> [SET OF TASKS]
(a) According to the article on subjective evaluation of Chinese state employees, how many college graduates does the 3+1 Supports programme hire every year?
(b) Pick up the article on subjective evaluation of Chinese state employees after its last sentence and continue it.

> [PASSAGE GIVEN]
■ ■ ■

Subjective evaluation and bureaucratic performance: Experimental evidence from China

Uncertainty in the identity of an evaluator discourages evaluator-specific influence activities and significantly improves state employees’ performance

Evaluating the work performance of public employees is important to incentivise effort. Since measuring individual achievements is difficult and tasks are typically multiple and vaguely defined, evaluation is often subjective and delegated to supervisors (Finan et al. 2015). This, however, opens the door to evaluator-specific influence activities, whereby employees try to improve the evaluator’s assessment of their performances at the cost of reducing productive work that is beneficial to the organisation (Milgrom 1988). Influence can be exerted both through productive activities, such as putting extra effort into tasks that are more visible or more important to the evaluator, and non-productive activities, such as making personal favours to the evaluator and flattering their ego.

In our study (de Janvry, He, Sadoulet, Wang, and Zhang 2021), we investigate whether there are specific designs for the evaluation procedure that could reduce influence activities. If these designs are effective, it would allow us to provide evidence for the existence of influence activities and to measure their consequences on the organisation, something which has not been done rigorously before.

Introducing uncertainty in the evaluator’s identity

We address this question by conducting a large-scale field experiment in two Chinese provinces using the 3+1 Supports programme. This programme hires more than 30,000 college graduates every year to work as rural township government employees on two-year contracts. The junior government employees are referred to as college graduate civil servants (CGCSs). They engage in tasks to assist the local leadership in governing the township, taking advantage of their college education in skills such as information technology, agronomy, and health. Their performances are evaluated by the township leaders. Good evaluations can lead to permanent civil service contracts at the end of the programme, which are highly sought-after positions that lead many CGCSs to exert substantial efforts at pleasing the evaluating supervisor through superior work achievements and influence activities, with the latter potentially crowding out efforts at productive tasks.

A distinct institutional feature of the Chinese governance system is dual leadership. Currently, every public institution has both a political leader (representing the Communist Party) and an administrative leader (representing the constituency). At the level of rural townships, both leaders can assign tasks to a CGCS and both supervise the performance of the CGCS, with one of them responsible for evaluating each particular CGCS every year. We use this dual supervisor system to design a randomised controlled experiment whereby some CGCSs know ex-ante which leader will evaluate them (‘revealed scheme’, corresponding to the status quo) while others do not (‘masked scheme’, with uncertain evaluator identity introduced as treatment). We hypothesise that the revealed scheme might induce more evaluator-specific productive and non-productive influence activities, while the masked scheme induces greater official job achievements.

The field experiment consisted in randomising the two subjective evaluation schemes across 3,700 CGCSs. In the revealed scheme, we informed each CGCS, at the beginning of the evaluation year, which of the two supervisors was randomly selected to be their evaluator, so the CGCS knew where to eventually direct their influence activities in the hope of improving the evaluation outcome. In the masked scheme, the randomly selected evaluator’s identity was hidden until the end of the evaluation year, making it impossible for the CGCS to precisely target evaluator-specific influence activities. Under both schemes, the two township leaders were not informed as to whether they will be the evaluator or not of a particular CGCS until evaluation time arrives.

■ ■ ■

> [RECORD SET]
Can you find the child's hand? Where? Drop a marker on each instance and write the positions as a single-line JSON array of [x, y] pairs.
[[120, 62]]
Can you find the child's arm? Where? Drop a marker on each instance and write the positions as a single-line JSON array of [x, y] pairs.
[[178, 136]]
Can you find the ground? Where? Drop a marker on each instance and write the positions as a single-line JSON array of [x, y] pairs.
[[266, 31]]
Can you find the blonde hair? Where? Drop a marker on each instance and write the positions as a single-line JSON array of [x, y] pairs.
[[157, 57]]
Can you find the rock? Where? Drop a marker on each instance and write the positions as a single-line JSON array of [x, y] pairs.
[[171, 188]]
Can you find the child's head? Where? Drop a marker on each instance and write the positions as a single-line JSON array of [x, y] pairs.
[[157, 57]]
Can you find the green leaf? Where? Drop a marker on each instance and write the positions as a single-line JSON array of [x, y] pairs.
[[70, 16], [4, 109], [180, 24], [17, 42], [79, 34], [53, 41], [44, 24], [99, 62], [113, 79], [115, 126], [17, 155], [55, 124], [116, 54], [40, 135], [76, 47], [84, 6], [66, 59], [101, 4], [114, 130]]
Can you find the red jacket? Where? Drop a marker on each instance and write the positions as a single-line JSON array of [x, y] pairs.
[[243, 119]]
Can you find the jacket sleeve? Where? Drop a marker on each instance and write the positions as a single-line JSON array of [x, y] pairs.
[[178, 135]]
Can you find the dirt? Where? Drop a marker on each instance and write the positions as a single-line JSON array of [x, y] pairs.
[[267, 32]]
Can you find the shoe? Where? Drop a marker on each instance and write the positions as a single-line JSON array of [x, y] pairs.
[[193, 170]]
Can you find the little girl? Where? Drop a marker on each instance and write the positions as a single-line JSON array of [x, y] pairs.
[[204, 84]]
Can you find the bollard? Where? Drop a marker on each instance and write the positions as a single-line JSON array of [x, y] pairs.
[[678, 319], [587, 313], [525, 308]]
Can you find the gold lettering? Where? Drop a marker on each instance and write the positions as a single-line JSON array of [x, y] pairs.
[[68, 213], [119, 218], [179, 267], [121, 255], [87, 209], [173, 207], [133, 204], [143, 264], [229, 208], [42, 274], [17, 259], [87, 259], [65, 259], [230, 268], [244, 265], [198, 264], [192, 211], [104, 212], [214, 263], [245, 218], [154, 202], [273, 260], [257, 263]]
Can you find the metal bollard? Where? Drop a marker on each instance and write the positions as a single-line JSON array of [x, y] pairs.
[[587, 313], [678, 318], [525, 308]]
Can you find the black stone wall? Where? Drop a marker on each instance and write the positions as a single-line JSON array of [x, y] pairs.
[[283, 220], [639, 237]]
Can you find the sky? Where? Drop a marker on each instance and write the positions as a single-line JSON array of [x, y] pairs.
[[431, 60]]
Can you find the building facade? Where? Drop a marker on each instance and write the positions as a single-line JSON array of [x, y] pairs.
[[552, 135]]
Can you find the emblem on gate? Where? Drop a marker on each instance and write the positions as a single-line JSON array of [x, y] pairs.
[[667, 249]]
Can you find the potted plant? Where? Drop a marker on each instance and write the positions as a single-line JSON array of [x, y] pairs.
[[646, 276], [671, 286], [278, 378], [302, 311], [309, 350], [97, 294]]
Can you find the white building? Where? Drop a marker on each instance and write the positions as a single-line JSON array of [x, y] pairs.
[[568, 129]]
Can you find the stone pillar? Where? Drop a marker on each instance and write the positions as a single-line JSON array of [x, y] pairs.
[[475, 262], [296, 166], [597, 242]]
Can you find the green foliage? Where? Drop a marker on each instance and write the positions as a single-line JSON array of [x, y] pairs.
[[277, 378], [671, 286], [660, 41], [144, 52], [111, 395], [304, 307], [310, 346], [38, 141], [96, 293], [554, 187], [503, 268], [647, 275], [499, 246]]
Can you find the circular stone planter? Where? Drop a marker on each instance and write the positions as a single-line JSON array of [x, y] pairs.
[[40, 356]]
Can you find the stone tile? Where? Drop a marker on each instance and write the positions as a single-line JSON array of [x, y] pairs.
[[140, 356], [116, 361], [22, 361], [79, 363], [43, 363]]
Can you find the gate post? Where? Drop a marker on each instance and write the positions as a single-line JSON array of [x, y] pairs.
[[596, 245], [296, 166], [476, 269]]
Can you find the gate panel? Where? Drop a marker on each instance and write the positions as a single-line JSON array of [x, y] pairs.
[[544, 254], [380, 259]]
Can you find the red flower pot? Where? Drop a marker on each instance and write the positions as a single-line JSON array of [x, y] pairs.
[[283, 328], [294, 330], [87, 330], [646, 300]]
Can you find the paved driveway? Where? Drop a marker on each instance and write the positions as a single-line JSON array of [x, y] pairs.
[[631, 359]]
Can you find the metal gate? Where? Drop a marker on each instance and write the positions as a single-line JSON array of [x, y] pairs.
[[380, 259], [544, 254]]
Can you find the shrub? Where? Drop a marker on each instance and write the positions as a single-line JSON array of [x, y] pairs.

■ ■ ■

> [THE ANSWERS]
(a) More than 30,000.

(b)
Evaluator uncertainty reduces influence activities

Result 1: The existence of influence activities is revealed by the large gap in assessment scores between the two officials (evaluator and non-evaluator) under the revealed scheme, while the gap disappears under the masked scheme.

With random assignment of evaluators, there should be no gap in assessments under the revealed scheme if there were no influence activities. As can be seen in Figure 1, this is not the case. The ‘evaluator edge’, i.e. the difference in scores between evaluator and non-evaluator, is large (0.22 points) under the revealed scheme while non-existent (0.02) under the masked scheme. This suggests that CGCSs did indeed engage in influence activities to improve their evaluation scores when they knew whom to target with such activities.

Figure 1 Evaluator edge by evaluation scheme

Note: “Evaluator edge” is the difference between evaluator and non-evaluator assessment score, both on a scale of 1 to 7. If both leaders were equally positive about the CGCS, the “evaluator edge” would be equal to 0.

Result 2: The existence of influence activities is revealed by the CGCS colleagues’ greater ability to predict which evaluator will be more positive about the CGCS based on their direct observation of activities under the two schemes.

While colleagues of the CGCS are not informed about the roles of the two supervisors, when asked to guess which of the two supervisors will give a more positive assessment about the CGCS, colleagues in the revealed scheme are significantly more likely to point to the evaluator (0.57). In contrast, colleagues do not expect a difference between the two supervisors under the masked scheme and are significantly less able to predict who the evaluator will be. This suggests that influence activities did occur when the evaluator was known to the CGCS and were at least partially observed by their colleagues.

Evaluator uncertainty enhances work performance

Result 3: Better work performance is revealed by CGCS colleagues’ scoring of behaviour when the identity of the evaluator is not revealed.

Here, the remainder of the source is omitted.